- _Task description_
Each line below from the one containing "box: [77, 25, 82, 32]" through the one containing "negative clicks: (84, 48) (87, 50)" is to be given again exactly, and no line outside that span.

- _Records provided_

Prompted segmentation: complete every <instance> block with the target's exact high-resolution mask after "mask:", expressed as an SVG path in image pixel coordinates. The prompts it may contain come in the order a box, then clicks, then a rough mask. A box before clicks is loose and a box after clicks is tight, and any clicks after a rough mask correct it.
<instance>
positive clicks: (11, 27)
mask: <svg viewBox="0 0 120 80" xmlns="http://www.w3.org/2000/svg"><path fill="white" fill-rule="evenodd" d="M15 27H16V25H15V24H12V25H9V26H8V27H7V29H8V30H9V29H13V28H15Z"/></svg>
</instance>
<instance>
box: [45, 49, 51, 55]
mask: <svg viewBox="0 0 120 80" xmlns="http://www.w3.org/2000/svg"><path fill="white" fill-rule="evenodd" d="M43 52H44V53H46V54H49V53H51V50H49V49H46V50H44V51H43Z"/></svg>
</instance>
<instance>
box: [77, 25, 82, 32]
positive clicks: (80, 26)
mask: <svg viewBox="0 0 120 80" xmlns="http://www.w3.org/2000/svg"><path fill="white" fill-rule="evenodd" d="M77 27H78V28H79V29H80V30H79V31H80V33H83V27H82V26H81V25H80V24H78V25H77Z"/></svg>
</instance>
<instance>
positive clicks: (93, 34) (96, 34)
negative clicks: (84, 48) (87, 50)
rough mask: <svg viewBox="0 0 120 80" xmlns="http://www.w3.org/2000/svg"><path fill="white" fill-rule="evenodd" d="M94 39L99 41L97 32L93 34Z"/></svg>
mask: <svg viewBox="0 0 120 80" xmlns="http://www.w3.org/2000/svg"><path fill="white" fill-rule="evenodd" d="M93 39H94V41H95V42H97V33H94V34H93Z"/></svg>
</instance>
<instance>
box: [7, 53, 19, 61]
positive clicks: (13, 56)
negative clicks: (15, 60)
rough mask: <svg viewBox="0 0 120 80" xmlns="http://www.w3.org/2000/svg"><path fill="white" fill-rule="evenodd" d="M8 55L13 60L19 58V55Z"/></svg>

- _Worked solution_
box: [77, 25, 82, 32]
positive clicks: (80, 26)
mask: <svg viewBox="0 0 120 80" xmlns="http://www.w3.org/2000/svg"><path fill="white" fill-rule="evenodd" d="M77 27H78V28H79V29H80V30H79V31H80V33H83V27H82V26H81V25H80V24H78V25H77Z"/></svg>
</instance>
<instance>
positive clicks: (93, 34) (96, 34)
negative clicks: (84, 48) (87, 50)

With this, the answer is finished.